_Problem_.
Output every line of the items from the very first one through the line containing "[[498, 456], [280, 177], [1251, 132]]", inclusive, as a numbered list with blank lines omitted.

_Data rows_.
##########
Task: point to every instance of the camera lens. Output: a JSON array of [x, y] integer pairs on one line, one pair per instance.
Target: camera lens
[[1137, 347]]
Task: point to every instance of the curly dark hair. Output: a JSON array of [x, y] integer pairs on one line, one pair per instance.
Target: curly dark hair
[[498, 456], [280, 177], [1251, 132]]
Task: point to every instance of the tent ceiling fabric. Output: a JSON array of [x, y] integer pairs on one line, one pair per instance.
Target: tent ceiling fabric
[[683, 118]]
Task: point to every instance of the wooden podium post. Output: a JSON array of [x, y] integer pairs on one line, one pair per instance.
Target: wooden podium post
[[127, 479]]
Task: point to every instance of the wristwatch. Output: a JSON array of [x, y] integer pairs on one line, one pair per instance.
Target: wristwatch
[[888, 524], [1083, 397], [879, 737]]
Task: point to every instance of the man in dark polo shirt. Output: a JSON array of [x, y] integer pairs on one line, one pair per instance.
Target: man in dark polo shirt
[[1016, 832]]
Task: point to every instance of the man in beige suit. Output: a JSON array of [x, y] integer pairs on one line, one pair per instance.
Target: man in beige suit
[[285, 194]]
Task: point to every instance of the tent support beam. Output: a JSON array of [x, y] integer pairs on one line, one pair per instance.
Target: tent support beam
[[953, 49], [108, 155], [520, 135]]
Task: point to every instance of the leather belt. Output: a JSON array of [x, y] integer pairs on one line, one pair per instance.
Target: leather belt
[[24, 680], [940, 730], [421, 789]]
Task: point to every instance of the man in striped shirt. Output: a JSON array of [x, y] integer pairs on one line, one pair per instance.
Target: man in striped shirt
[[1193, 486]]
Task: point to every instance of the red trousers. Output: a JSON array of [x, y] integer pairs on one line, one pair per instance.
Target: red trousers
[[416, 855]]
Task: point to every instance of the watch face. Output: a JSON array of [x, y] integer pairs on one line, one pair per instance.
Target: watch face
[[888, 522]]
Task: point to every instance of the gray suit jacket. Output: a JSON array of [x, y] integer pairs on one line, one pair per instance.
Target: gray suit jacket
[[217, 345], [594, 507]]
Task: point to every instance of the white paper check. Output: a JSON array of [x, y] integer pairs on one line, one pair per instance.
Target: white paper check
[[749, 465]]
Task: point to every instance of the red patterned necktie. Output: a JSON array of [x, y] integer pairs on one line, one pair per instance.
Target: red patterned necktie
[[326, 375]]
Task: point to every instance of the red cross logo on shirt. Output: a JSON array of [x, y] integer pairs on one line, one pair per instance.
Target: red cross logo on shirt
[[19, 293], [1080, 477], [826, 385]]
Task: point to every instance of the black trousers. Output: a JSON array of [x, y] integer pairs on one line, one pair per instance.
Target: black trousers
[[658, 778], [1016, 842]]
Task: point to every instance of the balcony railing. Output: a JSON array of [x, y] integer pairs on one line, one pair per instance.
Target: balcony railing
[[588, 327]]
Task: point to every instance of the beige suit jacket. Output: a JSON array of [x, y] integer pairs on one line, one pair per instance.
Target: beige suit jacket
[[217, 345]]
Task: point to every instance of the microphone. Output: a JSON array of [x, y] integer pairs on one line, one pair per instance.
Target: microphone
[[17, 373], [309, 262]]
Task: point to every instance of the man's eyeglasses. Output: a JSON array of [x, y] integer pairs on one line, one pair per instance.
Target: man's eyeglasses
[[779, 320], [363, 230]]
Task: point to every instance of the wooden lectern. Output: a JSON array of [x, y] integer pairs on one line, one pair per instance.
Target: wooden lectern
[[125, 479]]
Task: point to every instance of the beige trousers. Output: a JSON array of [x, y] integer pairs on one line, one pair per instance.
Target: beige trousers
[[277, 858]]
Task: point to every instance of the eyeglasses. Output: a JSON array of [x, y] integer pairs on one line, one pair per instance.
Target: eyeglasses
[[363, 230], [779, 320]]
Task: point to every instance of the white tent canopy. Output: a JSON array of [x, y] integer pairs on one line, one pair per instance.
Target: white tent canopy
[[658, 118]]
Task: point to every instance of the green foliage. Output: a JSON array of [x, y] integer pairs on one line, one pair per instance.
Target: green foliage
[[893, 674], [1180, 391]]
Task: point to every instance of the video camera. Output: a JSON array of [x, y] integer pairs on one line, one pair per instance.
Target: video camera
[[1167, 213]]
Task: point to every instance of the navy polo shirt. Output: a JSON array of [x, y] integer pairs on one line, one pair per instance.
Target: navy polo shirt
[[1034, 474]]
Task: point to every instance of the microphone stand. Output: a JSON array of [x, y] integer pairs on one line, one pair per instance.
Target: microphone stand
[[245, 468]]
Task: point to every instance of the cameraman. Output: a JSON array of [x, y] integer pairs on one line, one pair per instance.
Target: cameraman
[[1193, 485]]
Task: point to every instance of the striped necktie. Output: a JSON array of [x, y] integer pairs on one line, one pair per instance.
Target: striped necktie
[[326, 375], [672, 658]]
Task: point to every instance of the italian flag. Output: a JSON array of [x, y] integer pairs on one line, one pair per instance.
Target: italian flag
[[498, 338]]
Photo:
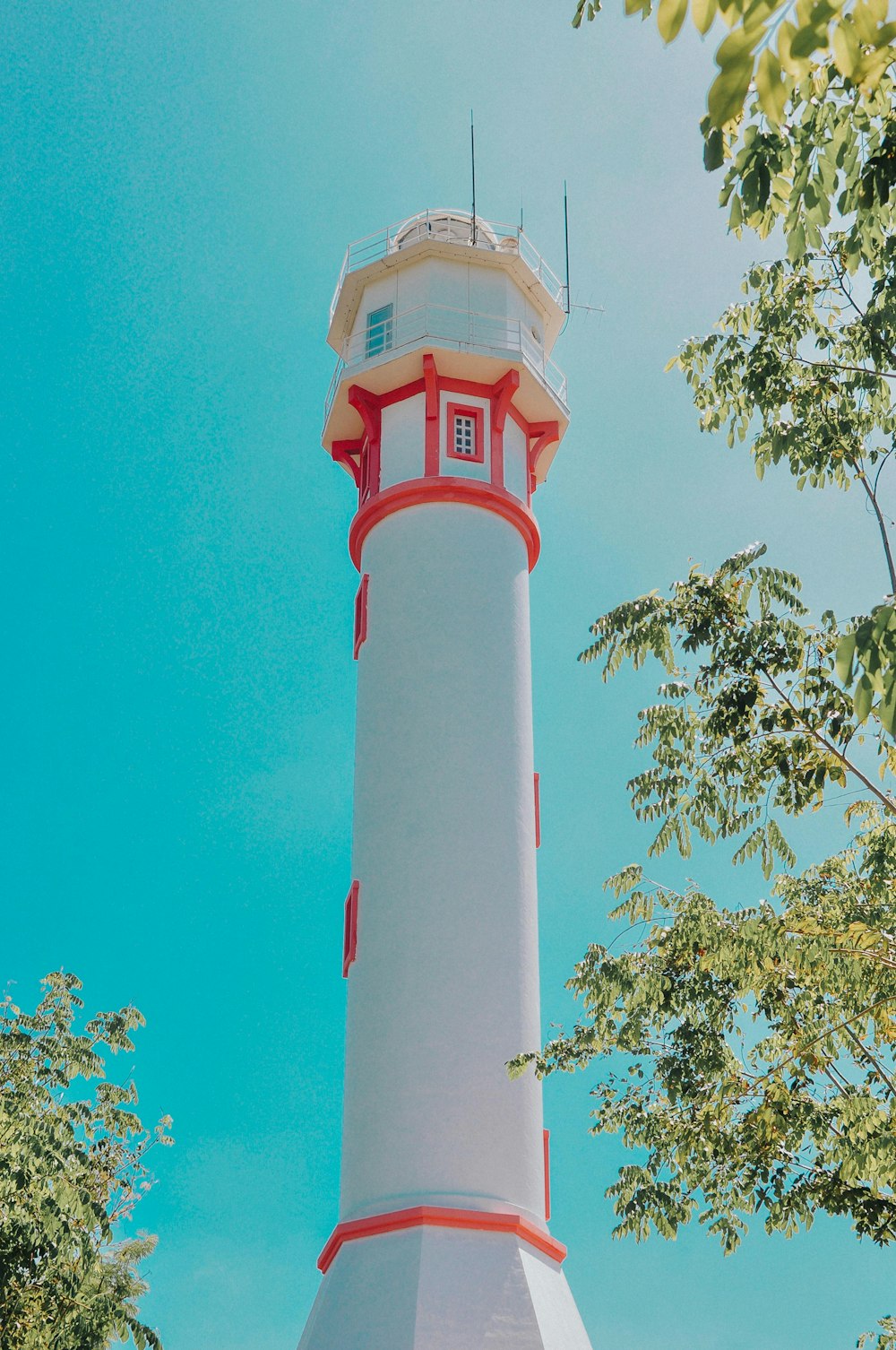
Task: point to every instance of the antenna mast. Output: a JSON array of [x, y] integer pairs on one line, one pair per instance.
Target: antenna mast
[[472, 172], [565, 235]]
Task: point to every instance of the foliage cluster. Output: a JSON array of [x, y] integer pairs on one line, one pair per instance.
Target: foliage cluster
[[749, 1054], [72, 1168]]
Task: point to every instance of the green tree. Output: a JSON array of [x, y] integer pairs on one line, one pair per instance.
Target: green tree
[[72, 1168], [749, 1054]]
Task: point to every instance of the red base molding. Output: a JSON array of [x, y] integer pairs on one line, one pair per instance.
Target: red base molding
[[469, 491], [429, 1216]]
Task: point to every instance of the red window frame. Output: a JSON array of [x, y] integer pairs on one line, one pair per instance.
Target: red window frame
[[360, 614], [349, 930], [479, 432]]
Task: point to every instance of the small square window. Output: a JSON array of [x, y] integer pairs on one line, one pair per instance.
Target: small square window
[[379, 331], [466, 434]]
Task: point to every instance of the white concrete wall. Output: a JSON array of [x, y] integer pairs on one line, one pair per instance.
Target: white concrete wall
[[444, 1289], [516, 469], [459, 285], [445, 984], [401, 453]]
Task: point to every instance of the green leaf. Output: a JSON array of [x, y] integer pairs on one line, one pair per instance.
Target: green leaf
[[863, 698], [729, 90], [669, 18], [770, 87], [703, 13], [844, 659]]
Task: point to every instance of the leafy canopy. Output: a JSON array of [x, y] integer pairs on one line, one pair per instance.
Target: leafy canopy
[[72, 1168], [749, 1054]]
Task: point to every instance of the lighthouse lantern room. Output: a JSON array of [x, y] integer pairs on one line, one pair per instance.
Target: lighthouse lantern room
[[445, 410]]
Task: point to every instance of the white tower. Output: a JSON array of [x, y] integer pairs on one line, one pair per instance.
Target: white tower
##########
_Correct result_.
1. Task: point to every instance of the camera lens. Output: a JSON array of [x, y] integer pairs on one line, one pair per instance.
2. Target: camera lens
3. [[1137, 347]]
4. Task: point to every instance of the curly dark hair. Output: a JSON array of [x, y] integer pairs on one line, one pair per instance.
5. Target: curly dark hair
6. [[498, 456], [280, 177], [1251, 132]]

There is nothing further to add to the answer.